> **DATA RECORDS**
>>>
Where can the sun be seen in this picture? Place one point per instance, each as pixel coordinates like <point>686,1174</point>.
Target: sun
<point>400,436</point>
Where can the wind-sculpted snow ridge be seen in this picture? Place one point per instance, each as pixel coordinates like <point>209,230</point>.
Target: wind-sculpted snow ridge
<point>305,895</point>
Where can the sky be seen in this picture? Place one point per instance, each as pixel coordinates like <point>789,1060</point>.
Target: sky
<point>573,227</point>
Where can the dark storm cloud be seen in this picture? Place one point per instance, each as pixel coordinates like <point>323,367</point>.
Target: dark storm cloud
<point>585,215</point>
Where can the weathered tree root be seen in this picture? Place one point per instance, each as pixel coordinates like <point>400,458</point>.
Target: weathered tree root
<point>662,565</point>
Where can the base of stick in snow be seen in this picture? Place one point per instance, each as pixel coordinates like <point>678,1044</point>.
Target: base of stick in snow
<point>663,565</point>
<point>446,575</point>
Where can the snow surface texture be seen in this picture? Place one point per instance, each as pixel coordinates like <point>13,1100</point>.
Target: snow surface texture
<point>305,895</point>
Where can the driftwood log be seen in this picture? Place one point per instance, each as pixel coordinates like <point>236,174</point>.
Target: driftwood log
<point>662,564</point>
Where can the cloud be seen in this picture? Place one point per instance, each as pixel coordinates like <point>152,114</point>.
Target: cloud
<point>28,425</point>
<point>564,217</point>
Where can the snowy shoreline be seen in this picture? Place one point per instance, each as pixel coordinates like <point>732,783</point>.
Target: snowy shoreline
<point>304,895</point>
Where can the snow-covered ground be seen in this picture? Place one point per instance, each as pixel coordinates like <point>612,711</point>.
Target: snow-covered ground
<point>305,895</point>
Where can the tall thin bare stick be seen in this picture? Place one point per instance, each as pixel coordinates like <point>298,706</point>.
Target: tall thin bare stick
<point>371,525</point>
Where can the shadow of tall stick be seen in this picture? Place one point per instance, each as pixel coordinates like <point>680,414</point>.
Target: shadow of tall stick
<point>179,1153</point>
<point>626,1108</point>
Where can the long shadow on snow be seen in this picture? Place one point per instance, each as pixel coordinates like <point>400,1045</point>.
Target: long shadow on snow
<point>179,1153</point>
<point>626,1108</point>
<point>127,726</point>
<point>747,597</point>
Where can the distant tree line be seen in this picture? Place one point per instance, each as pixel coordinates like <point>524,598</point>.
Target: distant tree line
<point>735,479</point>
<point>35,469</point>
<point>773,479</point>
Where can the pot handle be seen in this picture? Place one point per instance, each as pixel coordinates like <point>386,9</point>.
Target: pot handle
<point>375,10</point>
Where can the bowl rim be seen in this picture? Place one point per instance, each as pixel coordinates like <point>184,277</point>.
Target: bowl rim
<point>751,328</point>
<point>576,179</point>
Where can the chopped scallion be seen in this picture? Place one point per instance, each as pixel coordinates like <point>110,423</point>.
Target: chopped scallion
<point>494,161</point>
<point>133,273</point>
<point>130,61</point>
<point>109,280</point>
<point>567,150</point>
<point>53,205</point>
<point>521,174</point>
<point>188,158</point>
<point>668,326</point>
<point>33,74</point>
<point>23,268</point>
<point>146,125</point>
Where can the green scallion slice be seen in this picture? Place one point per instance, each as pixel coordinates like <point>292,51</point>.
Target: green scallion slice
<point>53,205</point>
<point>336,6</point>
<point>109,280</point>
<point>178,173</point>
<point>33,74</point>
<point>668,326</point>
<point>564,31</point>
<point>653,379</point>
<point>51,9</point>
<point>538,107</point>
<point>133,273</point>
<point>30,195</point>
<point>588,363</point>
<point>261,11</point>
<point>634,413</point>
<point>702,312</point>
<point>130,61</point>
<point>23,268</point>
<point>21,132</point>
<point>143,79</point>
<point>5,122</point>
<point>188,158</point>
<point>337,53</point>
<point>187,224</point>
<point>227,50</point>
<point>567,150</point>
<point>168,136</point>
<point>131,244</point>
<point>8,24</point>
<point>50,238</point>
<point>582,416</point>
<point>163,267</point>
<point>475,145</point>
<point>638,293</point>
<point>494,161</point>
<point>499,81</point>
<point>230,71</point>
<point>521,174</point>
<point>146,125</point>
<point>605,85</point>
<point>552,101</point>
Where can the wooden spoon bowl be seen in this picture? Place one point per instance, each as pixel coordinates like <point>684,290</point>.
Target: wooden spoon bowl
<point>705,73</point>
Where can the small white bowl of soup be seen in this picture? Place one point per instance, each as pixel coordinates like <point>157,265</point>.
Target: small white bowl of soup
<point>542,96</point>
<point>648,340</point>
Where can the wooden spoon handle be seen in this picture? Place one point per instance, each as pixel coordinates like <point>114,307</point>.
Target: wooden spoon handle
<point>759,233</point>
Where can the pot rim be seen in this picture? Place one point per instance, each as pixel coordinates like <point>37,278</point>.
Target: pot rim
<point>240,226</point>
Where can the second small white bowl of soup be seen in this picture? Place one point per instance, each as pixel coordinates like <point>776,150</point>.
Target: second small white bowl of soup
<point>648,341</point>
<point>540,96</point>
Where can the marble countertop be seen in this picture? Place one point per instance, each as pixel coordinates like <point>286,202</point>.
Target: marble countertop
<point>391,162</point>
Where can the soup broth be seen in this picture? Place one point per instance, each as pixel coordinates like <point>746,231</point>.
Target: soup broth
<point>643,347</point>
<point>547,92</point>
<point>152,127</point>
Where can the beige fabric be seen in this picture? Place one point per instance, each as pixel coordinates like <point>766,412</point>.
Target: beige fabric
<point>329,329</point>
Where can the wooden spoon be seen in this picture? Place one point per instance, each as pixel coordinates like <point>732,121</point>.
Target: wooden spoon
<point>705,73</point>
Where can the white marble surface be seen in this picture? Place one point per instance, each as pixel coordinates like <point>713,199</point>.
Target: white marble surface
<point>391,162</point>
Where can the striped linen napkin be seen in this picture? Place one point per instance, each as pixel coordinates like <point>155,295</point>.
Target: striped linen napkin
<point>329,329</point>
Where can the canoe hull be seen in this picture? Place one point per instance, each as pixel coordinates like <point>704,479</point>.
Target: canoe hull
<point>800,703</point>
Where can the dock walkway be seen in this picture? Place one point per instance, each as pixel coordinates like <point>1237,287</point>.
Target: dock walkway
<<<
> **WRITTEN REQUEST**
Please quote nothing but the lines from the line with "Where can the soup" through the end of the data above, exactly as written, ends included.

> **EXPECTED OUTPUT**
Where can the soup broth be seen in this picture? Place one point per instance, each as pixel coordinates like <point>746,231</point>.
Target: soup broth
<point>643,347</point>
<point>547,92</point>
<point>152,127</point>
Where can the beige fabric be seen in this picture? Place one point per instance, each as pixel coordinates like <point>766,412</point>.
Target: beige fabric
<point>329,329</point>
Where can the wooden spoon be seen in this picture? Place one point per instance, each as pixel coordinates like <point>732,121</point>.
Target: wooden spoon
<point>705,73</point>
Where can the white marble surface be seen in this picture? Place one point per instance, each as pixel coordinates like <point>713,199</point>.
Target: white marble surface
<point>391,162</point>
Where can the striped linen napkin be seen in this picture? Place one point per instance, each as pixel coordinates like <point>155,295</point>.
Target: striped linen napkin
<point>329,329</point>
Where can the canoe hull be seen in this picture? Place one point per instance, each as pixel coordinates like <point>704,479</point>.
Target: canoe hull
<point>800,703</point>
Where can the dock walkway be seen in this picture? Place one point per instance, each as pixel coordinates like <point>1237,287</point>.
Target: dock walkway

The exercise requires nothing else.